**WHAT IS REQUIRED**:
Copy each of the entries below word for word, leaving out the pictures.

● ● ● ● ●

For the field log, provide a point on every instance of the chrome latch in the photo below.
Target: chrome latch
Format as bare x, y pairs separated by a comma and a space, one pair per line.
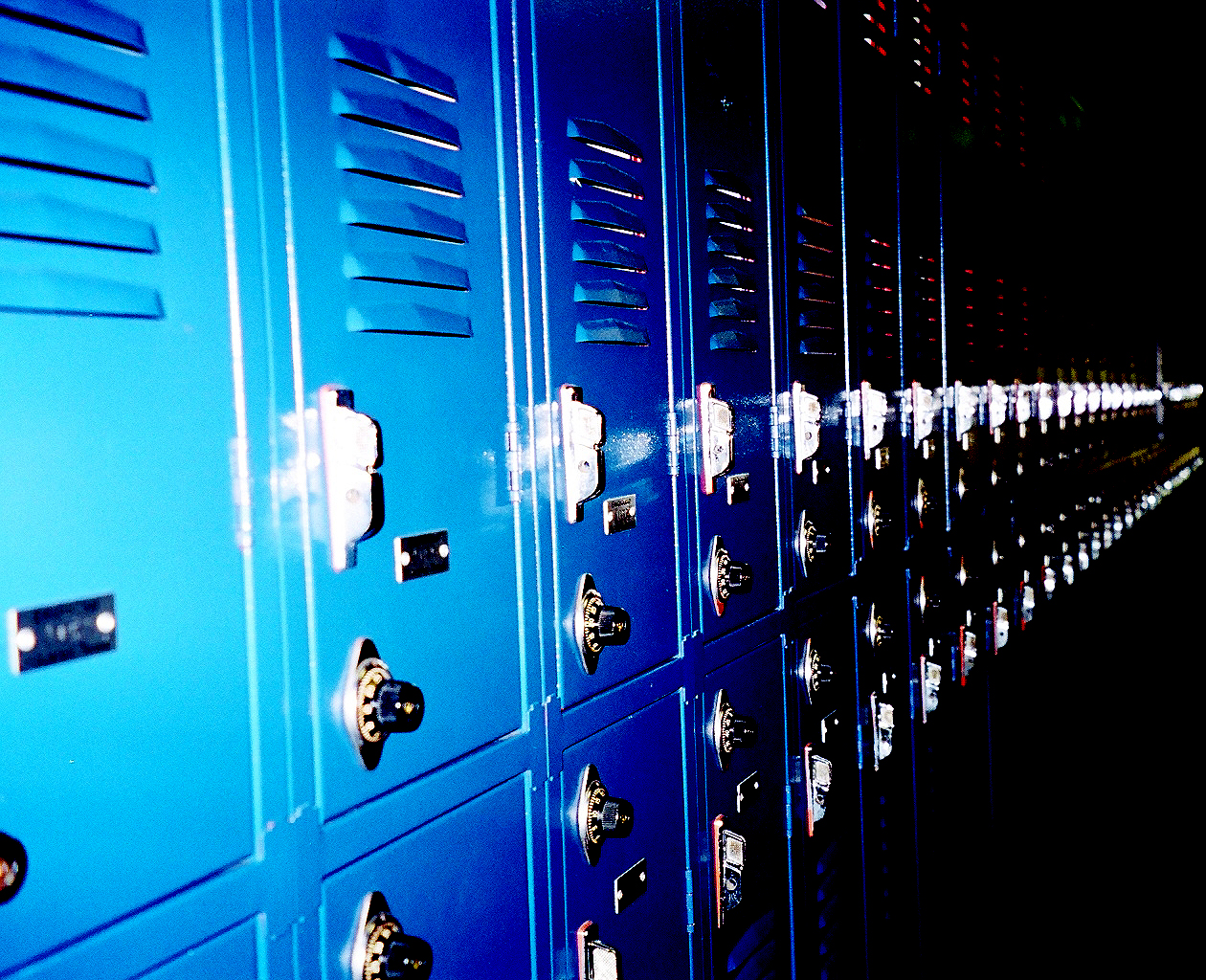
810, 544
583, 433
717, 436
597, 625
351, 452
724, 576
728, 730
374, 705
806, 423
598, 815
380, 948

● ● ● ● ●

**ANSWER**:
For the field log, provide a point on every instance of the chrome latch in the photo below.
Target: chrome latch
Format as bare x, y pairs separated by a comma and a space, one pair per line.
810, 544
583, 433
717, 436
597, 625
351, 452
724, 576
728, 730
374, 705
806, 423
598, 815
380, 948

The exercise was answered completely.